◆ TASK PROMPT ◆
Below is a block of entries; repeat exactly the lines starting at the line that contains "box: [320, 357, 330, 482]" and ending at the line that contains "box: [676, 378, 684, 535]", both included.

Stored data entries
___
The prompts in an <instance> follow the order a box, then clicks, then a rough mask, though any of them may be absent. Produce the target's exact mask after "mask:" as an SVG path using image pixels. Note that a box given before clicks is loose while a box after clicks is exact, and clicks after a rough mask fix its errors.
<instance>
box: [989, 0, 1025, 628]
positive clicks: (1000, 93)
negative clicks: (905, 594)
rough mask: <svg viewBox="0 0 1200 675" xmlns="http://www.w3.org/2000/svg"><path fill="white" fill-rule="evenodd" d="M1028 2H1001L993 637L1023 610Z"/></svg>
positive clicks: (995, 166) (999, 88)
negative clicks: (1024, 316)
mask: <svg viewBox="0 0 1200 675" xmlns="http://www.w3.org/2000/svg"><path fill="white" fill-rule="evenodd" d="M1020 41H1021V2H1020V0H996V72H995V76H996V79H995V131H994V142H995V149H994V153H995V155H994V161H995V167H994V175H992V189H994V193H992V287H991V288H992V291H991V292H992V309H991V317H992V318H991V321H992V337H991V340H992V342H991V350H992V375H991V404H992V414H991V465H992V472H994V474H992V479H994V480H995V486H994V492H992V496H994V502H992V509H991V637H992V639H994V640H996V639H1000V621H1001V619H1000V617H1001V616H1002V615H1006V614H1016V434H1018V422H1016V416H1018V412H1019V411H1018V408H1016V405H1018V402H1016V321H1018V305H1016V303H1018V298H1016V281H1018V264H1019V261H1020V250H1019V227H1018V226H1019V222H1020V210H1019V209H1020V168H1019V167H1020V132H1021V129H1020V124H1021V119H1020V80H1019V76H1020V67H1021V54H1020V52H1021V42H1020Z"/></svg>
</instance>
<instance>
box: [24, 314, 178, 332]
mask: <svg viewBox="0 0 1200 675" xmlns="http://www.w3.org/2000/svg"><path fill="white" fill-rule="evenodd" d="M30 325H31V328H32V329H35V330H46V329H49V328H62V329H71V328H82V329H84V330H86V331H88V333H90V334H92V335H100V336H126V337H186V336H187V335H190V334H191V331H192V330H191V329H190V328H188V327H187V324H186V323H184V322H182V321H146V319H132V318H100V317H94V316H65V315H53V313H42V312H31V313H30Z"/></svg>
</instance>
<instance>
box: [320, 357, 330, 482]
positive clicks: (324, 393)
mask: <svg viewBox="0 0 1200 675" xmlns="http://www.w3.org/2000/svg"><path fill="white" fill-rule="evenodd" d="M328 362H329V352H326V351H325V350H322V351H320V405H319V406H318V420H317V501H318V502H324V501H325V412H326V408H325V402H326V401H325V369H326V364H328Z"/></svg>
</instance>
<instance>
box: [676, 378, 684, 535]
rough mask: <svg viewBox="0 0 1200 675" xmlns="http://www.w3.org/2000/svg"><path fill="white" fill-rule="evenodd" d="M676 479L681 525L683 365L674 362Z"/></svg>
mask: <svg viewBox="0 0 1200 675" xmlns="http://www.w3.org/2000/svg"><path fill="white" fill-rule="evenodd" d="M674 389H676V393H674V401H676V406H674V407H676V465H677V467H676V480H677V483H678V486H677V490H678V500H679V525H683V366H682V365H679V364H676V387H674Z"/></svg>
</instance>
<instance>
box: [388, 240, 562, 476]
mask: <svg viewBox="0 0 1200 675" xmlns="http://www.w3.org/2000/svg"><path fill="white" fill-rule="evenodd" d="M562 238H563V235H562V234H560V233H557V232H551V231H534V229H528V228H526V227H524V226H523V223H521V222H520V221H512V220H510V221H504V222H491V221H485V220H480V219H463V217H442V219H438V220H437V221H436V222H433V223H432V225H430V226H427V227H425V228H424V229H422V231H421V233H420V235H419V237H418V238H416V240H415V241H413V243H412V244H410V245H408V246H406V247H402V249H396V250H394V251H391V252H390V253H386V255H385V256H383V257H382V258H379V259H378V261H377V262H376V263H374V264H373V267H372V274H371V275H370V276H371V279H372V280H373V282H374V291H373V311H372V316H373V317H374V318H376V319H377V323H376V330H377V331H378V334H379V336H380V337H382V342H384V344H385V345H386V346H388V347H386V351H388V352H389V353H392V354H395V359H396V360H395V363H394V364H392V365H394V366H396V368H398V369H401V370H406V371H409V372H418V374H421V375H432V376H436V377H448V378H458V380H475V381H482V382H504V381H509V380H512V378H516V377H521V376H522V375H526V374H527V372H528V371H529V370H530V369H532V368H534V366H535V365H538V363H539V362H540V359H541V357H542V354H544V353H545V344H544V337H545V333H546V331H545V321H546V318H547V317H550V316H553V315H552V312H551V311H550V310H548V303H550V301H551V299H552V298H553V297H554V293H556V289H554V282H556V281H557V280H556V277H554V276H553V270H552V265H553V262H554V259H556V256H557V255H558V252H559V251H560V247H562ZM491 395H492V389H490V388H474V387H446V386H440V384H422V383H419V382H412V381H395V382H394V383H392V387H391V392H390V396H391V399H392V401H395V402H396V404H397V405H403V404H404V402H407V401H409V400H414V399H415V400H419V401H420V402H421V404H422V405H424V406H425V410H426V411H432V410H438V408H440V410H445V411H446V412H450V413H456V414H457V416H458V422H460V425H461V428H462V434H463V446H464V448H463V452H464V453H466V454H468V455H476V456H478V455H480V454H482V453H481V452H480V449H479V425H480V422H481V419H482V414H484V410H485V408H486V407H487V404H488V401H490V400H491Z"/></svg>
___
◆ SOLUTION ◆
box: [320, 357, 330, 482]
positive clicks: (324, 393)
mask: <svg viewBox="0 0 1200 675" xmlns="http://www.w3.org/2000/svg"><path fill="white" fill-rule="evenodd" d="M328 362H329V352H326V351H325V350H322V351H320V405H319V406H318V420H317V501H318V502H324V501H325V412H326V408H325V402H326V401H325V369H326V364H328Z"/></svg>
</instance>
<instance>
box: [676, 378, 684, 535]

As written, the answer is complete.